> [Provided records]:
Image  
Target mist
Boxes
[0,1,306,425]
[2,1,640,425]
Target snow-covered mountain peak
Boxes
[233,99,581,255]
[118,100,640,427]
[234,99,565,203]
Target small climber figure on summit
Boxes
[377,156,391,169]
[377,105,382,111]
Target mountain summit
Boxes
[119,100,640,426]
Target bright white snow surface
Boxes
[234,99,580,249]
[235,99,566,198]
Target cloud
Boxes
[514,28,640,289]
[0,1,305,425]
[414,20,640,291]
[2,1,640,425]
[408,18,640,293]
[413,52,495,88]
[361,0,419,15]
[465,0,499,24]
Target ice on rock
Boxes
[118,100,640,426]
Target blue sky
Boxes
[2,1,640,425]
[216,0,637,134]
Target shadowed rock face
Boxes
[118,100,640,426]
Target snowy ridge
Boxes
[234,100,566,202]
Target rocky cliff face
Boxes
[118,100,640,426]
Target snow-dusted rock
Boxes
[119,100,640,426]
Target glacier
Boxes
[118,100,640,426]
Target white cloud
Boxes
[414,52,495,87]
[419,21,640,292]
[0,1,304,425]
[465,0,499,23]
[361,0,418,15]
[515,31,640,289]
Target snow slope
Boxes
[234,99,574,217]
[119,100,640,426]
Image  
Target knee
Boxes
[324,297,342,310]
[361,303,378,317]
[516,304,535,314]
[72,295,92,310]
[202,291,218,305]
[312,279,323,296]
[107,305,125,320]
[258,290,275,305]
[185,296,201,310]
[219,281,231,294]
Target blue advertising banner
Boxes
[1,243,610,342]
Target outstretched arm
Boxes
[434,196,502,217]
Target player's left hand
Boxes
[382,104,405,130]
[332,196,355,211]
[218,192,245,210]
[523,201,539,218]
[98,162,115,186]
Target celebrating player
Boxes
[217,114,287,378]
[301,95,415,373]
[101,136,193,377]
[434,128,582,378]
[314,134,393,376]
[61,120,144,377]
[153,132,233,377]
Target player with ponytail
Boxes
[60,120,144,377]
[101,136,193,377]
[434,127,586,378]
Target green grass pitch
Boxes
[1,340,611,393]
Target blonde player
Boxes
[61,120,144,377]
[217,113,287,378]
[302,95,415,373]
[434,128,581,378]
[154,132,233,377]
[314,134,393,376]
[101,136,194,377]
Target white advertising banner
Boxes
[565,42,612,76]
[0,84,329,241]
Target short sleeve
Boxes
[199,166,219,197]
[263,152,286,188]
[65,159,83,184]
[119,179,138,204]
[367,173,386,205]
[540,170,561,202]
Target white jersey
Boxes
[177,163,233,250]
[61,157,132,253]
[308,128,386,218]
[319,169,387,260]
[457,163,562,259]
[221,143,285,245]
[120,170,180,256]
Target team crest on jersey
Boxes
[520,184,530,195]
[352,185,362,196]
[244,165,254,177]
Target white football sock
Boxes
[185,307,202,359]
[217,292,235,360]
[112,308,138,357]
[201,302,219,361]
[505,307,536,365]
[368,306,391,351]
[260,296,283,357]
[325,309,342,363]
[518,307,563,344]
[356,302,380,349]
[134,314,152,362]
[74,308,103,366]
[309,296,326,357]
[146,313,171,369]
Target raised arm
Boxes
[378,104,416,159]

> [Aim of the task]:
All entries shown above should be printed again exactly.

> [Response to the task]:
Image  
Target mist
Boxes
[0,1,306,425]
[2,1,640,425]
Target snow-covered mountain peak
Boxes
[233,99,581,255]
[118,100,640,427]
[234,99,565,203]
Target small climber figure on summit
Boxes
[377,156,391,169]
[377,105,382,111]
Target mountain summit
Boxes
[119,100,640,426]
Target bright white snow surface
Boxes
[234,99,580,249]
[235,99,566,198]
Target cloud
Boxes
[514,28,640,289]
[0,1,305,425]
[414,20,640,291]
[2,1,640,425]
[408,18,640,293]
[413,52,495,88]
[361,0,419,15]
[465,0,499,24]
Target ice on rock
Boxes
[118,100,640,426]
Target blue sky
Boxes
[2,1,640,425]
[216,0,637,134]
Target shadowed rock face
Boxes
[118,100,640,426]
Target snowy ridge
Boxes
[234,100,566,202]
Target rocky cliff face
Boxes
[118,100,640,426]
Target snow-dusted rock
Boxes
[119,100,640,426]
Target glacier
Boxes
[118,100,640,426]
Target white cloud
Boxes
[414,52,495,87]
[419,21,640,292]
[0,1,304,425]
[465,0,499,23]
[361,0,418,15]
[515,31,640,289]
Target snow slope
Boxes
[234,99,574,217]
[119,100,640,426]
Image  
Target knee
Boxes
[324,297,342,310]
[361,303,378,317]
[516,304,535,314]
[72,295,92,310]
[202,291,218,305]
[312,279,323,296]
[107,305,125,320]
[258,290,275,305]
[185,296,201,310]
[219,281,231,294]
Target blue advertising banner
Boxes
[1,243,610,342]
Target outstretched arm
Boxes
[434,196,502,217]
Target player's left hand
Boxes
[382,104,405,130]
[332,196,355,211]
[218,192,245,210]
[523,201,539,218]
[98,162,115,186]
Target celebrating player
Boxes
[217,114,287,378]
[301,95,415,373]
[101,136,193,377]
[434,128,582,378]
[314,134,393,376]
[61,120,144,377]
[153,132,233,377]
Target player with ponytail
Boxes
[60,120,144,377]
[101,136,193,377]
[434,127,586,378]
Target green grass pitch
Boxes
[1,340,611,393]
Target blonde player
Boxes
[61,120,144,377]
[217,113,287,378]
[302,95,415,373]
[434,128,581,378]
[154,132,233,377]
[314,134,393,376]
[101,136,194,377]
Target white advertising banner
Boxes
[565,42,612,76]
[0,84,329,241]
Target short sleeve
Boxes
[199,166,219,197]
[263,152,286,188]
[65,159,83,184]
[119,179,138,204]
[367,173,386,205]
[540,170,561,202]
Target white jersey
Boxes
[177,163,233,250]
[61,157,132,253]
[308,128,386,218]
[319,169,387,260]
[457,163,562,259]
[221,143,285,245]
[120,170,180,256]
Target team crest on jersey
Boxes
[520,184,530,195]
[352,185,362,196]
[244,165,254,177]
Target white football sock
Boxes
[185,307,202,359]
[217,292,235,360]
[112,308,138,357]
[201,302,219,361]
[505,307,536,365]
[368,306,391,351]
[260,296,283,357]
[325,309,342,363]
[518,307,563,344]
[356,302,380,349]
[134,314,152,362]
[74,308,103,366]
[309,296,326,357]
[146,313,171,369]
Target raised arm
Boxes
[378,104,416,159]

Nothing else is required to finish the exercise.